[start of Input data]
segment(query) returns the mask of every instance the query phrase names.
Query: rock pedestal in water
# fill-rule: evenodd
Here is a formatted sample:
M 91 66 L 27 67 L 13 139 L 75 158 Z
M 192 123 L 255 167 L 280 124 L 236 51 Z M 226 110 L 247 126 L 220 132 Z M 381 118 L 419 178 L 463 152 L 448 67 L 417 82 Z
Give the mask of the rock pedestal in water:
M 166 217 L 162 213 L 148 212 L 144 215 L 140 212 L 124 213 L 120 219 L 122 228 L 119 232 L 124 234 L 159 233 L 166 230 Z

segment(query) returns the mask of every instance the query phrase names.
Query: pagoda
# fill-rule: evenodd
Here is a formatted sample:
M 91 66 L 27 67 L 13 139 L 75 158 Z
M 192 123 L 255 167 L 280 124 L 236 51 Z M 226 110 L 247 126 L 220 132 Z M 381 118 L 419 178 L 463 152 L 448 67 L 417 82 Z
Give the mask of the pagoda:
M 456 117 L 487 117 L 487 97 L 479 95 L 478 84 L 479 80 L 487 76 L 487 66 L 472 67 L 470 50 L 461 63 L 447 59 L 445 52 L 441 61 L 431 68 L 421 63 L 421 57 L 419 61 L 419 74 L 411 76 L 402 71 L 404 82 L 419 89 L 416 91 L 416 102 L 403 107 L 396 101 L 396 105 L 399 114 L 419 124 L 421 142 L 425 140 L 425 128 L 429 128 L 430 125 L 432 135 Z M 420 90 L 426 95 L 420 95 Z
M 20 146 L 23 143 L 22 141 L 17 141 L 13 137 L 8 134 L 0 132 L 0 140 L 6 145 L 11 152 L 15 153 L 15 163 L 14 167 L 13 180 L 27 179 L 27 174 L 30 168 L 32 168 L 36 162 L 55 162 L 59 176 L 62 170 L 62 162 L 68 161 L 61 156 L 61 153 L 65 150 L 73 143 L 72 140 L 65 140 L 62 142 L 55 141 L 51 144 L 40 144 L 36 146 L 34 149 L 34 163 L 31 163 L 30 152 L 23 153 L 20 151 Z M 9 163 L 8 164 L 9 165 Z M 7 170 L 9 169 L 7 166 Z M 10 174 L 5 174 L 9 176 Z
[end of Input data]
### Prompt
Reproduce all the items above in full, substituting "search phrase" for every occurrence of "query phrase" and leaving all other text unchanged.

### Result of the exercise
segment(query) returns the mask of every instance the search phrase names.
Query: rock pedestal in water
# fill-rule: evenodd
Here is a formatted sample:
M 91 66 L 27 67 L 13 139 L 75 158 Z
M 192 123 L 255 167 L 280 124 L 236 51 Z M 226 110 L 247 126 L 220 132 Z M 381 118 L 419 178 L 463 152 L 448 67 L 417 82 Z
Give the mask of the rock pedestal in water:
M 166 217 L 162 213 L 148 212 L 144 215 L 140 212 L 124 213 L 120 219 L 122 228 L 119 232 L 124 234 L 159 233 L 166 230 Z

segment(query) returns the mask of every instance the search phrase names.
Query: pagoda
# fill-rule: evenodd
Here is a formatted sample:
M 91 66 L 27 67 L 13 139 L 75 158 Z
M 192 123 L 255 167 L 280 124 L 236 51 Z M 226 110 L 247 126 L 220 132 Z M 381 118 L 419 178 L 463 152 L 448 67 L 417 82 Z
Give the mask of the pagoda:
M 456 117 L 487 117 L 487 97 L 479 95 L 478 84 L 479 80 L 487 76 L 487 66 L 472 67 L 470 50 L 461 63 L 447 59 L 445 52 L 441 61 L 431 68 L 421 63 L 421 57 L 419 61 L 419 74 L 411 76 L 402 71 L 404 82 L 419 89 L 416 91 L 416 102 L 403 107 L 396 101 L 396 105 L 399 114 L 419 124 L 421 142 L 425 140 L 425 128 L 429 128 L 430 125 L 432 135 Z M 420 90 L 426 95 L 420 95 Z
M 20 146 L 23 143 L 22 141 L 17 141 L 13 137 L 8 134 L 0 132 L 0 140 L 6 145 L 11 152 L 15 153 L 15 163 L 14 167 L 13 180 L 27 179 L 27 174 L 30 168 L 32 168 L 36 162 L 55 162 L 59 176 L 62 170 L 62 162 L 68 161 L 61 156 L 61 153 L 65 150 L 73 143 L 72 140 L 65 140 L 62 142 L 55 141 L 51 144 L 40 144 L 36 146 L 34 149 L 34 163 L 31 163 L 30 152 L 23 153 L 20 151 Z M 9 163 L 8 164 L 9 165 Z M 7 170 L 9 169 L 7 166 Z M 10 174 L 5 174 L 9 176 Z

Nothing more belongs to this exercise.